---- TASK MATERIAL
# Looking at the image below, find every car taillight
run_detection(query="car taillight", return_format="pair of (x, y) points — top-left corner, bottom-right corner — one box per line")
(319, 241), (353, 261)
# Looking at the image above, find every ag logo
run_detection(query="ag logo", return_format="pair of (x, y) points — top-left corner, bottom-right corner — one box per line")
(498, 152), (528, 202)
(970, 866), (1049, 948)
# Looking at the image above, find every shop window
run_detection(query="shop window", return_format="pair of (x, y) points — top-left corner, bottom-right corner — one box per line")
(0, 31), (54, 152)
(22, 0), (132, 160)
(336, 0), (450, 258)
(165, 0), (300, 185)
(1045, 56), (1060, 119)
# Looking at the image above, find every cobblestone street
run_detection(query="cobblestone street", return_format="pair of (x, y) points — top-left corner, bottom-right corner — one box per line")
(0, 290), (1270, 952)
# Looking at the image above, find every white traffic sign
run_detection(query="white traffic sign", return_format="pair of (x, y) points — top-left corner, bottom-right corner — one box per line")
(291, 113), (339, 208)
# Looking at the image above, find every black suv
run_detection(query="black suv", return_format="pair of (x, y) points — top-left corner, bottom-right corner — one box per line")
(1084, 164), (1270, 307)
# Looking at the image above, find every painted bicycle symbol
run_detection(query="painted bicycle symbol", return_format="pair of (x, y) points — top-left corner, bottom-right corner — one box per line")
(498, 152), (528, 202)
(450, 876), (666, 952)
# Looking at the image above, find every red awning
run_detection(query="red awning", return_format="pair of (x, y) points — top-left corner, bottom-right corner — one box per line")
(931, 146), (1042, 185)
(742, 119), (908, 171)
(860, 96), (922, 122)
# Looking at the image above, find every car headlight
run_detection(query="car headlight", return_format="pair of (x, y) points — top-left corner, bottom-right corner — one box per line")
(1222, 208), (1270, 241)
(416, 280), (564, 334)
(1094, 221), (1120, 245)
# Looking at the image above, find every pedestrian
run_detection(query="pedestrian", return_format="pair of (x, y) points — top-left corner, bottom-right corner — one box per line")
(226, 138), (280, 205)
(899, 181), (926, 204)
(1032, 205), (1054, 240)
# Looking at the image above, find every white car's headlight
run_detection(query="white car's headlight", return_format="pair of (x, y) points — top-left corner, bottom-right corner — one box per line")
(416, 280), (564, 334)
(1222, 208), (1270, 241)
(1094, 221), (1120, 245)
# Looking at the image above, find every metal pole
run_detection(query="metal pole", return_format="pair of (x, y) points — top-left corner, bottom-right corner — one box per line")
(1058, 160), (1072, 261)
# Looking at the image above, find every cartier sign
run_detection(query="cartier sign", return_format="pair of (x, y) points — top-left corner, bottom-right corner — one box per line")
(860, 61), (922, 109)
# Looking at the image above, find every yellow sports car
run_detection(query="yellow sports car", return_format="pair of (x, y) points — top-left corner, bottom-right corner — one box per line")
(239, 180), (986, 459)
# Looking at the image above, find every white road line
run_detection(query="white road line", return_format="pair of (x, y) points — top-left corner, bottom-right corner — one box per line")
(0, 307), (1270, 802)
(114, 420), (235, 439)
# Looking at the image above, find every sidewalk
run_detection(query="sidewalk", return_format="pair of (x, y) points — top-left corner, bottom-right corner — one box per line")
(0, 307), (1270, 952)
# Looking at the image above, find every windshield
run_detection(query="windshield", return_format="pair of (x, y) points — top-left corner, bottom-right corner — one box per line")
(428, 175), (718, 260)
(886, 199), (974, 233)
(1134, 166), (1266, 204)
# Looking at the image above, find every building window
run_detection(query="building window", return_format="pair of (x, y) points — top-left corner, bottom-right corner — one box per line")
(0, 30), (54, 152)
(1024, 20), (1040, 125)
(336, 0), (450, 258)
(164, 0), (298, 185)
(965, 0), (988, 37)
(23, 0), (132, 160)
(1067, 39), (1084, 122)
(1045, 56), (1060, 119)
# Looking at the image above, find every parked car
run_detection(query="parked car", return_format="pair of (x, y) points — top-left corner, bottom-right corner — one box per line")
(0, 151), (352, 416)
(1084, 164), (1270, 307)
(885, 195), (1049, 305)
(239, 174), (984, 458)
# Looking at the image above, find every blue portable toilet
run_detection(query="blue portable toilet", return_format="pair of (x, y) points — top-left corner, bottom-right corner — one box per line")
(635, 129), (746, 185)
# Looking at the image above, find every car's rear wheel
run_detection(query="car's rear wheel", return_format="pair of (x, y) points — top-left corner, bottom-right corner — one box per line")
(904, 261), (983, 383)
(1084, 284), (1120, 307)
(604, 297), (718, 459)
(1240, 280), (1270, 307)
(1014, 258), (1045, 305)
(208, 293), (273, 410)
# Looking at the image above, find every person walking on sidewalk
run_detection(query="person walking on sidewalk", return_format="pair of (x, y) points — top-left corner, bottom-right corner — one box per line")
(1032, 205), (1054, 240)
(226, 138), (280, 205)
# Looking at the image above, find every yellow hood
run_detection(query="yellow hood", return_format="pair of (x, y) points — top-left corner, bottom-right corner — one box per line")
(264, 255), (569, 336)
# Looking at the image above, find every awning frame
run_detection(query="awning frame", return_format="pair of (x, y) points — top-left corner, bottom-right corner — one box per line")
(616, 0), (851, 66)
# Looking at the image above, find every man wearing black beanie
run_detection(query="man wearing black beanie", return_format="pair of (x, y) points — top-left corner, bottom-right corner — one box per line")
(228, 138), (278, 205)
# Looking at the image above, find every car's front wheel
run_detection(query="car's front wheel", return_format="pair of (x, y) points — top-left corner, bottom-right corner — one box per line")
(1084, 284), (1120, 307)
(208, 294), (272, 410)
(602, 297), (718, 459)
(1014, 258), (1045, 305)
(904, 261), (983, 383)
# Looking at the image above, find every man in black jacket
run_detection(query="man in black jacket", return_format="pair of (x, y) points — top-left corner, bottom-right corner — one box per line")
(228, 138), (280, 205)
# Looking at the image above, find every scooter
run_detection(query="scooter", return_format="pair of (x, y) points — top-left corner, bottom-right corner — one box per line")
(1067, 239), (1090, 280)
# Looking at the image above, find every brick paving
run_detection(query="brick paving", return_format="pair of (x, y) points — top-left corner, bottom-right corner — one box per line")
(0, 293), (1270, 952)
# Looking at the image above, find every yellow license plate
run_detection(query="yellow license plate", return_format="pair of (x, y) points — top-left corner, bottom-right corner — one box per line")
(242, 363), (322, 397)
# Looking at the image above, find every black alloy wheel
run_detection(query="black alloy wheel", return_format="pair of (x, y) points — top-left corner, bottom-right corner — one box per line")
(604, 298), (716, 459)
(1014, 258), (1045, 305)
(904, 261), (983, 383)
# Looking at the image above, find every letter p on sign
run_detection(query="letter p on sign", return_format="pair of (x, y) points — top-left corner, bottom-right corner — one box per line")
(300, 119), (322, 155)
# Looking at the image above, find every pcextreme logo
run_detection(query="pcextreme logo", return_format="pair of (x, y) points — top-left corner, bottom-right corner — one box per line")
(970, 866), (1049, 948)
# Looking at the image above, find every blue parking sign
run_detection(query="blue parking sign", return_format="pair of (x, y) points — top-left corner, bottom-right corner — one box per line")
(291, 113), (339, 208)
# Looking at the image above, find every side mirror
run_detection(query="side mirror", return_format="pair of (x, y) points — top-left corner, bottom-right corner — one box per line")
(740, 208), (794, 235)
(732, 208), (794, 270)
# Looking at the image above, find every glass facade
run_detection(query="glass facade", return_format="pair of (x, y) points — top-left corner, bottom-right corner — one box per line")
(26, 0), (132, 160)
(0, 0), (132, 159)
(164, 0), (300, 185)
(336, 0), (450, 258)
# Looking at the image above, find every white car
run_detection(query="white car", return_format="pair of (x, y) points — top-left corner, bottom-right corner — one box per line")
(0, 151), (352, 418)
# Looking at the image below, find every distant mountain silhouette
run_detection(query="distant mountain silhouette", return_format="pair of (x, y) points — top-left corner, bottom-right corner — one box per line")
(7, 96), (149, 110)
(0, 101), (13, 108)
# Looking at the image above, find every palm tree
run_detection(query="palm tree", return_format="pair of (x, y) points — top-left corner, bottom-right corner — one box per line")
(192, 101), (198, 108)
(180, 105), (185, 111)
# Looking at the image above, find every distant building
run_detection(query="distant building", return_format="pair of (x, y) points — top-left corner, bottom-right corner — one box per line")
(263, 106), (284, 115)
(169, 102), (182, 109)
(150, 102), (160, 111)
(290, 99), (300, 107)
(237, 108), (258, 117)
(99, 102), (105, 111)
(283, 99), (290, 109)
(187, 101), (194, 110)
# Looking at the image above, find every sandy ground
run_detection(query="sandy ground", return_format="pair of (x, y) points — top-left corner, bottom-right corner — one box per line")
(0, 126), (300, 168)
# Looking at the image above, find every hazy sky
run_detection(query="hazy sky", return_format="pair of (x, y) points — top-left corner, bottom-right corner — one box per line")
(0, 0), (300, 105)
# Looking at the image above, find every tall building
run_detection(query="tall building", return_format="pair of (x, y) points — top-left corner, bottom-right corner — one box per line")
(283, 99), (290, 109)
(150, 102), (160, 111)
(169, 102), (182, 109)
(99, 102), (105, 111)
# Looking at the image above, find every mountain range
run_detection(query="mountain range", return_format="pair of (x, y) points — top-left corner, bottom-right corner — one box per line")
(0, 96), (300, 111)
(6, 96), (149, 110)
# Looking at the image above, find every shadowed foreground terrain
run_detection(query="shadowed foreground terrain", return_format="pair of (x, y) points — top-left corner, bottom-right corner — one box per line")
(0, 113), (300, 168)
--------
- WORK TO BE COMPLETED: Can you quote the data above verbatim, everything from the line containing "# Looking at the image above, find every black suv" down to the line containing "(239, 180), (986, 459)", with both of those lines included?

- SOLUTION:
# Looking at the image above, find every black suv
run_detection(query="black suv", return_format="pair of (x, y) points — top-left corner, bottom-right corner — one box per line")
(1084, 164), (1270, 307)
# Looking at the image above, find every painted bicycle symbol
run_detection(query="painted bicycle symbol", return_format="pair of (x, y) points — top-left corner, bottom-right corner — one box per line")
(498, 152), (528, 202)
(450, 876), (666, 952)
# Looking at the image above, find every red awning
run_detection(query="red awning", return_format="pair of (x, y) points — top-left corner, bottom-right corner — one box per line")
(931, 146), (1042, 185)
(742, 119), (908, 171)
(860, 96), (922, 122)
# Looking at the image above, find every car headlight
run_detection(query="car headlight", return_format="pair of (x, y) points — top-left corner, bottom-right corner — one box per line")
(1222, 208), (1270, 241)
(416, 280), (564, 334)
(1094, 221), (1120, 245)
# Looking at the image above, find every pedestrian
run_detection(query="pedestrian", return_format="pair of (x, y) points — top-left corner, bottom-right corner — one box per line")
(226, 138), (280, 205)
(899, 181), (926, 204)
(1032, 205), (1054, 240)
# Looking at the image above, find every white car's headlight
run_detection(query="white car's headlight", return_format="pair of (x, y) points — top-left corner, bottom-right corner — one box per line")
(416, 280), (564, 334)
(1222, 208), (1270, 241)
(1094, 221), (1120, 245)
# Looking at the image above, find every metal pole
run_detection(query="metal pole", return_format="pair of (x, y) points — top-left corner, bottom-right corner — one box per line")
(1058, 160), (1072, 261)
# Looking at the image above, find every cartier sign
run_detection(query="cartier sign", return_format="pair of (x, y) points — top-left corner, bottom-right corner — one box per line")
(860, 61), (922, 109)
# Looking at the image above, find every yellow sports car
run_detection(query="yellow sports car", return_format="pair of (x, y) points — top-left corner, bottom-right corner — one box per line")
(239, 180), (986, 459)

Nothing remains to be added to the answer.